» Supplied passage:
<<<<

Amendment No. 8 relates to section 8. This amendment seeks to remove section 25 of the Criminal Justice Act 2007, and subsequently, the deletion of section 8 of the Bill. The amendment is proposed with the aim of allowing those convicted under both the misuse of drugs and the firearms legislation access to the possibility of temporary release. To the Minister of State's credit, he flagged his concern with this section when Senator Ruane brought it to his attention last week.
It is important to ground this submission in the details of the Ellis case, which brings us all here today. Under the current legislation, with section 25 of the Criminal Justice Act 2007 intact, should Mr. Ellis be subsequently imprisoned, due to his suspended sentence being overturned the judge would be barred from allowing him temporary release to continue undertaking the credible measures to rehabilitate himself, which ultimately led to the delivery of the suspended sentence in the first place.
If the Minister of State truly believes in building a justice system that is rehabilitative rather than simply punitive then he will take this opportunity to remove section 25 and allow offenders access to the rehabilitative supports available through temporary release.
I agree with this legislation and welcome it, on behalf of Fine Gael. It is important to set things right. I am generally opposed to the concept of minimum mandatory sentences as they unduly fetter the Judiciary. That is not to say that I think all mandatory sentences should be removed. There is a mandatory life sentence for murder, for example, which is appropriate. It puts back into the hands of the Executive the decision as to how much time that person will serve behind bars. One often gets the misconception that the mandatory sentence is for 13 to 15 years as it is in other jurisdictions that we might see in popular media and things like that. In Ireland, a life sentence is a sentence for life and the person remains under sentence for life. That does not necessarily mean he or she will be behind a locked door for life but will be under the sentence for life. I am concerned that these amendments essentially suggest that we should do away with all mandatory sentencing. I do not agree with that although it is something that should be used less rather than more.
I am concerned about some of the things that Senator Black said in her remarks. Senator Ruane, the co-sponsor of these amendments, and I agreed on Second Stage on almost everything that was said. I am referring, for example, to the suggestion that particularly in the case of firearms and drugs offences, we should remove this provision. I do not agree. Firearms offences are pervasive. Earlier Senator McDowell referred to the context in which this law was brought in and to section 27A in terms of sending a message to gangland. I would be concerned at the notion that that message was in any way diluted. The Oireachtas has made very clear its intention regarding the seriousness of those offences. By the same token, Mr. Ellis, as he has been referred to, is not a nice guy. He arrived into a premises carrying a sawn-off shotgun to rob those premises. Yes, he may have been wronged in a legal sense and, yes, the Supreme Court agreed that he was entitled to a declaration of unconstitutionality, which is as it should be. I also agree with the right of the judge, and the sentencing judge in the case, to be allowed to take into consideration all of the factors that had a bearing on his case, and to render what the judge felt was the appropriate sentence.
An American lawyer friend of mine recounts a story about a friend of his who referred to Ernesto Miranda. People will know that surname because of the Miranda rights that arose from the Miranda v. Arizona case in the 1960s. That means that the police in America are now obliged to read to a defendant or an arrested person their Miranda rights, which means he or she has a right to an attorney, a right to remain silent, etc. This person's friend said "Thank God for Mr. Miranda as only for him people would not have these rights". Ernesto Miranda was a kidnapper and rapist who just was not accorded those rights in Arizona and, subsequently, got a declaration along those lines in the United States from the US Supreme Court.

>>>>

» Dataset excerpts:
<<<<

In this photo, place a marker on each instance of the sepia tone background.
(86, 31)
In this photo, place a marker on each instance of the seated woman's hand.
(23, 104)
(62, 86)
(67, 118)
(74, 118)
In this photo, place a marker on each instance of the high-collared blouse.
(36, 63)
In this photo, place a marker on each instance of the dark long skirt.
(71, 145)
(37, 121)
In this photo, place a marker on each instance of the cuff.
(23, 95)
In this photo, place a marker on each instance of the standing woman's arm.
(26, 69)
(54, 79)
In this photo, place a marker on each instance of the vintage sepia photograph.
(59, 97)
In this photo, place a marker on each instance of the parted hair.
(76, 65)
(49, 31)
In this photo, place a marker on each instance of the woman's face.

>>>>

» What this exercise asks:
a) Which section of the Criminal Justice Act 2007 does Amendment No. 8 seek to remove, according to the debate excerpt?
b) Copy the debate excerpt word for word from "If the Minister" to "through temporary release.".
c) List every senator named in the debate excerpt.

» Expected outputs:
a) Section 25

b)
If the Minister of State truly believes in building a justice system that is rehabilitative rather than simply punitive then he will take this opportunity to remove section 25 and allow offenders access to the rehabilitative supports available through temporary release.

c) Senator Ruane, Senator Black, Senator McDowell